--- Section du texte ---
Direction musicale : Oleg Caetani
Mise en scène et chorégraphie : Renaud Doucet
Décors et costumes : André Barbe
Lumières : Guy Simard

Giacomo Balducci : Fernand Bernadi
Teresa : Anne-Sophie Duprels
Benvenuto Cellini : Paul Charles Clarke
Ascanio : Isabelle Cals
Fieramosca : Philippe Duminy
Francesco : Alain Gabriel
Bernardino : Chad Louwerse
Le Pape Clément VII : François Lis
Pompeo : Mario Montalbano
Le cabaretier : Christophe de Ray-Lassaigne

Chœurs de l'Opéra national du Rhin
Direction des Chœurs : Michel Capperon

Chœurs de l'Opéra de Nice
Direction des Chœurs : Giulio Magnanini

Orchestre philharmonique de Strasbourg

Nouvelle production

Strasbourg, le 14 Janvier 2006

Benvenuto Cellini est un ouvrage rare à la scène, et il faut remercier avant tout l’Opéra du Rhin de non seulement nous le proposer - qui plus est dans une remarquable production - mais de le placer au cœur d’un cycle Berlioz qui, sur trois ans, présente les trois opéras du grand Hector. On ne sera pas étonné que l’initiateur de ce superbe cycle soit... un Anglais. Nicolas Snowman, directeur de l’Opéra du Rhin, marche en effet sur les traces de Thomas Beecham, Colin Davis ou John Eliot Gardiner en affichant sa passion pour l’un de nos plus grands compositeurs.
La version proposée est la version originale de Paris, avec cependant des modifications apportées par Berlioz lui-même après les premières représentations, des ajouts de la version de Weimar et la présence de quelques dialogues parlés. Reconnaissons que le résultat est fort convaincant, même si la deuxième partie (après le Carnaval Romain) est moins inspirée et constitue un indéniable creux dramatique (et ce, quelle que soit la version...). Mais que faire après le déferlement de la géniale scène du Carnaval ?...

Cette nouvelle production peut faire la fierté de l’Opéra du Rhin tant le travail de toutes les équipes est éclatante. Une telle entreprise nécessitait une mobilisation exceptionnelle, le résultat, répond de ce point de vue, à toutes les espérances en commençant par une mise en scène absolument éblouissante de Renaud Doucet, auquel il faut associer les noms d’André Barbe pour les décors et les costumes ainsi que celui de Guy Simard pour les lumières.
--- Extraits de données ---
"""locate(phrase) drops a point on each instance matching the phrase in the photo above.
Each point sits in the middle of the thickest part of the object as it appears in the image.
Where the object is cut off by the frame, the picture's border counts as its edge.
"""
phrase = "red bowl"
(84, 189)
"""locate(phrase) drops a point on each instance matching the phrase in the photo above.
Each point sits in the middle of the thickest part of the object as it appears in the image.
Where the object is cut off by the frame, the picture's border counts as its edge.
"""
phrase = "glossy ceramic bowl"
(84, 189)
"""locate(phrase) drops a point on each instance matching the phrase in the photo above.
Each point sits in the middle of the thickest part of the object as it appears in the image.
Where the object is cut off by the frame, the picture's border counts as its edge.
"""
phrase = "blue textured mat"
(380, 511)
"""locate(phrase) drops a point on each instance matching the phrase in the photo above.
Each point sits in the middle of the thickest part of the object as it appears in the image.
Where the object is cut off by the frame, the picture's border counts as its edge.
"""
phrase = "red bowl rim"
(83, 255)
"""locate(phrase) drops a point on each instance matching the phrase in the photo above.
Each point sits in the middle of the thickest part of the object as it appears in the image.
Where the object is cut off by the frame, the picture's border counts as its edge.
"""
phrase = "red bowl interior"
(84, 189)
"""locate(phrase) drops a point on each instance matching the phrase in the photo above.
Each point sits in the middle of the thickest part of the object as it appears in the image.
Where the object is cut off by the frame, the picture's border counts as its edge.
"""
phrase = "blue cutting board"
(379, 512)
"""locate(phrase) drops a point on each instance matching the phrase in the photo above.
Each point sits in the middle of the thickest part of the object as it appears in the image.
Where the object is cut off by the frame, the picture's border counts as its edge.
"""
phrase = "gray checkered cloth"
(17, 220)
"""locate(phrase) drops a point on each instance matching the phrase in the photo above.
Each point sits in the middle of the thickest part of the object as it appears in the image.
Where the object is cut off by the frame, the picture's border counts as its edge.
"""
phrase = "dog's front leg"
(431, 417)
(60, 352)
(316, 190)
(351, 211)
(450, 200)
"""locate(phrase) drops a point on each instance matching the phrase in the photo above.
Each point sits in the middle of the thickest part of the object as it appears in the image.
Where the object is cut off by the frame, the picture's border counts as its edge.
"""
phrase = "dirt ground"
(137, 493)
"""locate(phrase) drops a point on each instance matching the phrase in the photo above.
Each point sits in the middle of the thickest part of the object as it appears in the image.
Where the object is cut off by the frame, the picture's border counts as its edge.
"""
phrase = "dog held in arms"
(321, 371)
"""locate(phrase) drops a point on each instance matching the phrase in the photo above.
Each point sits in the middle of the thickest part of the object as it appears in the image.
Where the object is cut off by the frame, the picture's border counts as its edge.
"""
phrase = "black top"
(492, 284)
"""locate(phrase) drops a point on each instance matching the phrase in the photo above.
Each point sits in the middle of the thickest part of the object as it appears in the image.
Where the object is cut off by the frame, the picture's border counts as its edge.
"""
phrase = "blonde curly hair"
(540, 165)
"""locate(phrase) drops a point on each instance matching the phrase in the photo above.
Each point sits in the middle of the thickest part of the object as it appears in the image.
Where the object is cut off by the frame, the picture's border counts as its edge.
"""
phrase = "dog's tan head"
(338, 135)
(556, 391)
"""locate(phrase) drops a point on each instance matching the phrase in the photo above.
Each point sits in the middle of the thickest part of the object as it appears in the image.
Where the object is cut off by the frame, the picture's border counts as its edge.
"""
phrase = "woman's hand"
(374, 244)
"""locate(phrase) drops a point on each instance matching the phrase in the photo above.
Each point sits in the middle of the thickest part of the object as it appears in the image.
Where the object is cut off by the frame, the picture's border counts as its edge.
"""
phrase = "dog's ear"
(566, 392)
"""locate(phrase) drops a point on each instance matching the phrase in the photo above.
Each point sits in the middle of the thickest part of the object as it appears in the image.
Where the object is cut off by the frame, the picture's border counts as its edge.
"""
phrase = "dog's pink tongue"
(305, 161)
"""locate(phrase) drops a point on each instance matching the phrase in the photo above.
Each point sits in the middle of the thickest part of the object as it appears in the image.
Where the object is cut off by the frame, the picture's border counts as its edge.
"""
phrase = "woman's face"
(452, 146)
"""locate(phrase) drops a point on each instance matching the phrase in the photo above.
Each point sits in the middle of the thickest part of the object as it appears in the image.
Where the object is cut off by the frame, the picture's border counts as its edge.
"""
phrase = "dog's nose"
---
(Tâches et exercices)
1) D'après le texte sur Benvenuto Cellini, qui dirige l'Opéra du Rhin ?
2) Poursuivez le texte sur la production de Benvenuto Cellini à partir de sa dernière phrase.

(Réponses par tâche)
1) Nicolas Snowman.

2)
© Alain Kaiser

L’idée - géniale, osons le mot - de cette équipe est de faire un parallèle entre la personnalité fantasque du sculpteur Cellini et celle de Berlioz, à tel point que c’est Berlioz lui-même qui « joue » le rôle de Cellini durant tout l’ouvrage. (1) La première entrée de Cellini voit ainsi un Berlioz, baguette de chef à la main, prêt à diriger tandis que la fonte de la statue n’accouchera pas du fameux Persée mais de la partition de Benvenuto Cellini ! (2). Décors et costumes - extrêmement nombreux et luxueux - naviguent ainsi entre le XVI° et le XIX° avec un naturel confondant et offrent une mise en abyme passionnante (les pans de décor affichant le profil de la statue de Persée et découvrant en arrière pan la partition de Cellini ou le portrait de Berlioz... ).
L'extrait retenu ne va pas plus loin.